■ DATA FOR ANALYSIS

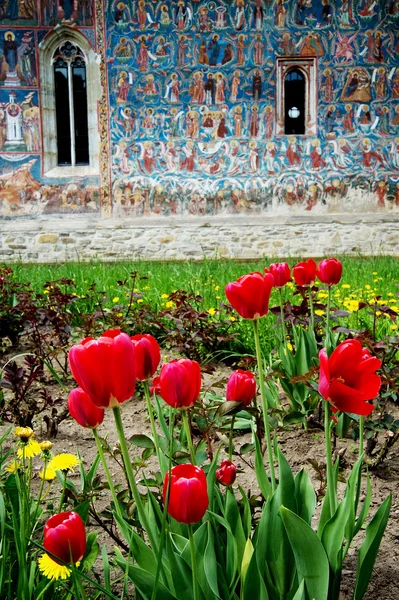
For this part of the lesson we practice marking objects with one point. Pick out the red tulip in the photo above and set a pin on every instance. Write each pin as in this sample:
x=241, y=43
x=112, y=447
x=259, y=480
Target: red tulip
x=82, y=409
x=180, y=383
x=105, y=368
x=347, y=379
x=281, y=273
x=65, y=537
x=250, y=294
x=241, y=387
x=227, y=473
x=329, y=271
x=147, y=355
x=188, y=493
x=305, y=273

■ TASK
Copy all the entries above exactly as they stand, except for the pictures.

■ TASK ANSWER
For this part of the lesson we practice marking objects with one point. Pick out the red tulip in the photo above and set a pin on every instance. Write each pin as in this sample:
x=241, y=43
x=112, y=447
x=259, y=480
Target: red tulip
x=82, y=409
x=180, y=383
x=105, y=368
x=347, y=379
x=281, y=273
x=65, y=537
x=250, y=294
x=241, y=387
x=227, y=473
x=329, y=271
x=147, y=355
x=188, y=493
x=305, y=273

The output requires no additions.